TASK DESCRIPTION
A word-for-word copy is required of the line containing "Would you mind marking the hazy" and of each line after it in the material below, through the last one.

*-*-*

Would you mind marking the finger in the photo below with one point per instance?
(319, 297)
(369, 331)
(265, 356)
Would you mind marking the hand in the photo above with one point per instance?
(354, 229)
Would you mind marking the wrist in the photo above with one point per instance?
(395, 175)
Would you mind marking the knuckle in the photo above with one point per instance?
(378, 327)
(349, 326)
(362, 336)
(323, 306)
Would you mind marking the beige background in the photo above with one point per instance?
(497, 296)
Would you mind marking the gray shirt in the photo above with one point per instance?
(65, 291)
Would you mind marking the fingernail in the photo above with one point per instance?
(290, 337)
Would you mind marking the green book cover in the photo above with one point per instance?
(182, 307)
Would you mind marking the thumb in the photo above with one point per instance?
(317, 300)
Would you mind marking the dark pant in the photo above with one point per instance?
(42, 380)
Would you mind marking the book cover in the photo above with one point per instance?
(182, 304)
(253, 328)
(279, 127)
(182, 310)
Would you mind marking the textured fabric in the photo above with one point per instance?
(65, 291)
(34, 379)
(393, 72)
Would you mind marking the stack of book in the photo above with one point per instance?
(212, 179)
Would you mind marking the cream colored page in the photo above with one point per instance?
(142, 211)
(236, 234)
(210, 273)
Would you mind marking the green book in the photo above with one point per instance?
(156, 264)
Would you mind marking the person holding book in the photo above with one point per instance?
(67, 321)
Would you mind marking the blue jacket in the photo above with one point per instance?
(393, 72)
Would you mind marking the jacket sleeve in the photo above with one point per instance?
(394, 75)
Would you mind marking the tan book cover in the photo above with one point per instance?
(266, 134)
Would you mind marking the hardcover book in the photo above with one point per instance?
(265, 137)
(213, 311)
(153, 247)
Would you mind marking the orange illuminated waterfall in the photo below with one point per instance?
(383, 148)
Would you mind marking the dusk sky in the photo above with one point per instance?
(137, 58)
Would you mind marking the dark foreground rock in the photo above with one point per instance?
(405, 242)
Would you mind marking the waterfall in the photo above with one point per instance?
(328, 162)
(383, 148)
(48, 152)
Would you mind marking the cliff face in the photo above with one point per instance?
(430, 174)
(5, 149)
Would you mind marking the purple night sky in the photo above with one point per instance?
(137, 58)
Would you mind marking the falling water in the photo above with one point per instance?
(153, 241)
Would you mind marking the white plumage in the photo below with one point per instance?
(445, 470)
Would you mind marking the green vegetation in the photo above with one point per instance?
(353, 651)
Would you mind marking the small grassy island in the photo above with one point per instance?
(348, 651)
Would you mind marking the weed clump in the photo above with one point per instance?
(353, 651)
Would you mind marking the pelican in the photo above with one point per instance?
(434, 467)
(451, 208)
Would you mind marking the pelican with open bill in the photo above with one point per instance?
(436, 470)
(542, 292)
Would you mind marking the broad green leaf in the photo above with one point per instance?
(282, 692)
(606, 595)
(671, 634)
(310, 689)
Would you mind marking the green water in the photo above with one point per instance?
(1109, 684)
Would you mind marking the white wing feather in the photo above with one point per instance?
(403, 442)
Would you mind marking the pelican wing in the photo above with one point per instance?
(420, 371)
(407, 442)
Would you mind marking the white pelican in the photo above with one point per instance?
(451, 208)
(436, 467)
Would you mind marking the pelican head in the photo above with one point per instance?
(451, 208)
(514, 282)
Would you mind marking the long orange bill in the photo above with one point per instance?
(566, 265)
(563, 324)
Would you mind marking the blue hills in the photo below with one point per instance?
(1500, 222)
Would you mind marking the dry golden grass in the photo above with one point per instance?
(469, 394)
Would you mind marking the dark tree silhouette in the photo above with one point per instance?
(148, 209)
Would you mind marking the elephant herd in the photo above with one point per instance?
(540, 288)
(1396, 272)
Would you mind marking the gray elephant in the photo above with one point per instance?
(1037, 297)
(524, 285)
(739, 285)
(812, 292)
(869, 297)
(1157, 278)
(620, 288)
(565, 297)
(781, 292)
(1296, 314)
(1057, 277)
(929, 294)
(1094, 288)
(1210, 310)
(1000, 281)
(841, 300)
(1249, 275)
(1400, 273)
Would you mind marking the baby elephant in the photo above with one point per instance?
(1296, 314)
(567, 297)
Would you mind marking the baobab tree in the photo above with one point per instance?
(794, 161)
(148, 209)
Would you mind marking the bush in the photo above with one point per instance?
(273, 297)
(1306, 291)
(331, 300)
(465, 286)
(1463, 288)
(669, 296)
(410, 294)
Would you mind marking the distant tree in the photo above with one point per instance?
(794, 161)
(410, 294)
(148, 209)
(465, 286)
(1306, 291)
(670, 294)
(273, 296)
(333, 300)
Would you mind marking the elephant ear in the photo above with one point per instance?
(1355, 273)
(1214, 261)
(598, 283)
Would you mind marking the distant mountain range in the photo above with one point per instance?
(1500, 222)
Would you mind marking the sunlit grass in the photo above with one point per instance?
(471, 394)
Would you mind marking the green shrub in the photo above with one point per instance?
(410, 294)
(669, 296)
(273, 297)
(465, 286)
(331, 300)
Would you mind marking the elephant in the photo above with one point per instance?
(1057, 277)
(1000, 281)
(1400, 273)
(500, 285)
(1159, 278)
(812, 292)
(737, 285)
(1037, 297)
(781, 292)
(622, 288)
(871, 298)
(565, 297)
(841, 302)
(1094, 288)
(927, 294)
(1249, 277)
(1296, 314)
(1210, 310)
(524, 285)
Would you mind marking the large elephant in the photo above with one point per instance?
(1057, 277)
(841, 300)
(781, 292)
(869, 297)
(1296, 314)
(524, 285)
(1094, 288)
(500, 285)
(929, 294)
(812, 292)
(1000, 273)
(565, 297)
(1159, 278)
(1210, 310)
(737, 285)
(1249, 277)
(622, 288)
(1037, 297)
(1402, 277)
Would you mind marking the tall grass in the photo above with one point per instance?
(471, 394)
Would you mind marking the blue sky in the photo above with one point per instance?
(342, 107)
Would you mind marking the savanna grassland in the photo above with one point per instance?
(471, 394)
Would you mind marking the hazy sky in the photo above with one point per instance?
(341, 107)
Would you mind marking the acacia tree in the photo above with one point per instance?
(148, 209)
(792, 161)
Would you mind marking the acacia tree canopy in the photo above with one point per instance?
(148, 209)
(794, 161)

*-*-*

ANSWER AREA
Would you mind marking the hazy sky in the photo above with one point per instance?
(341, 107)
Would you mind marking the acacia tree in the photo above with one point per instance?
(148, 209)
(792, 161)
Would you mind marking the acacia tree canopy in the photo above with one point per instance?
(148, 209)
(794, 161)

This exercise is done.